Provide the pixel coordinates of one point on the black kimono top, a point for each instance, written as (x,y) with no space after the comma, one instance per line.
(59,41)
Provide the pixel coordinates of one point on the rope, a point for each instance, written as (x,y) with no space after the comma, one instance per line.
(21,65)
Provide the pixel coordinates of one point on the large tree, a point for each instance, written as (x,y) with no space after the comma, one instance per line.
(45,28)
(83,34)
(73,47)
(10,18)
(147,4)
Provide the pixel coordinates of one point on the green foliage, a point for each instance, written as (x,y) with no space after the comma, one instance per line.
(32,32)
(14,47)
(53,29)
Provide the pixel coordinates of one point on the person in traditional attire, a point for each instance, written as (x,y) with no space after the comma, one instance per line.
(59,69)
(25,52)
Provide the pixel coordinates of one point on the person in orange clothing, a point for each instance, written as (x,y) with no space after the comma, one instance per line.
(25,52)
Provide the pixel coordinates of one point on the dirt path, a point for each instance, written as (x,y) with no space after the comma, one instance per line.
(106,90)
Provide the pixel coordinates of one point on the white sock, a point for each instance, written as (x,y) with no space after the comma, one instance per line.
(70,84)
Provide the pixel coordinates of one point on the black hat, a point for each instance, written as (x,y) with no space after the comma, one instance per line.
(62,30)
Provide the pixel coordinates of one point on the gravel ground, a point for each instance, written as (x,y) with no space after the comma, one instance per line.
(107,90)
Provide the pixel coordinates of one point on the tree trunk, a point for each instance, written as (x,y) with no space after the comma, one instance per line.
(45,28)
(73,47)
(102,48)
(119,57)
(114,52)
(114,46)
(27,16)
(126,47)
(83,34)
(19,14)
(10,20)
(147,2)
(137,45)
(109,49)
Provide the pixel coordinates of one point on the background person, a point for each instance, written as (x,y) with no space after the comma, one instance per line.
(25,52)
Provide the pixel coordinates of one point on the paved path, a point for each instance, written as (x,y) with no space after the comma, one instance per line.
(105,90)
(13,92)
————
→ What is expected: Would you restate the entries word for word, omitting none?

→ Task output:
Provide the pixel coordinates of one point on the black kimono top, a point for each instance, written as (x,y) with no space after the comma, one instance per line.
(59,41)
Provide the pixel coordinates of one point on the rope, a point for each instance, written as (x,y) with no space after the comma, one instance per line.
(21,65)
Provide the pixel coordinates of one point on the large tree, a point for each instance, written as (x,y) with no space after the comma, one instance per line.
(45,28)
(83,34)
(73,47)
(10,18)
(147,4)
Provide the pixel coordinates of one point on the green foliage, a point for each instance, written as (x,y) with no space after the comma, one instance per line.
(32,32)
(14,47)
(53,29)
Provide the pixel coordinates of one point on the person in traditional attire, a point for each instance, written as (x,y) with no space after the comma, one instance per line.
(59,69)
(25,52)
Provide the pixel coordinates of one point on the person in orange clothing, a point for each instance, written as (x,y) with no space after the comma, one instance per line.
(25,52)
Provide the pixel coordinates of one point on the dirt path, a point for each instance, written as (x,y) with no space after the comma, one instance per line.
(106,90)
Provide the pixel coordinates of one point on the white sock, a point for each instance, written as (x,y) with no space after the comma, one instance per line.
(70,84)
Provide the pixel coordinates of one point on the black hat, a point for each instance, written as (x,y) with no space after the comma, one instance per line.
(62,30)
Provide the pixel coordinates of one point on the gravel ground, a point for each instance, written as (x,y) with no space after the comma, one instance per line.
(107,90)
Provide the pixel coordinates of one point on the tree trunk, a point for each instance, written as (x,y) with no space after the comma, one instance per line.
(45,28)
(73,47)
(102,48)
(119,57)
(114,52)
(114,46)
(27,16)
(126,47)
(83,34)
(19,14)
(10,20)
(147,2)
(137,45)
(109,49)
Provide the pixel coordinates of one point on the background person, a point for each instance, written as (x,y) with no space after the comma, one instance per line.
(25,52)
Provide the pixel coordinates of one point on the paved path, a point for each instance, written as (x,y) with no space after the comma, one instance per line.
(105,90)
(13,92)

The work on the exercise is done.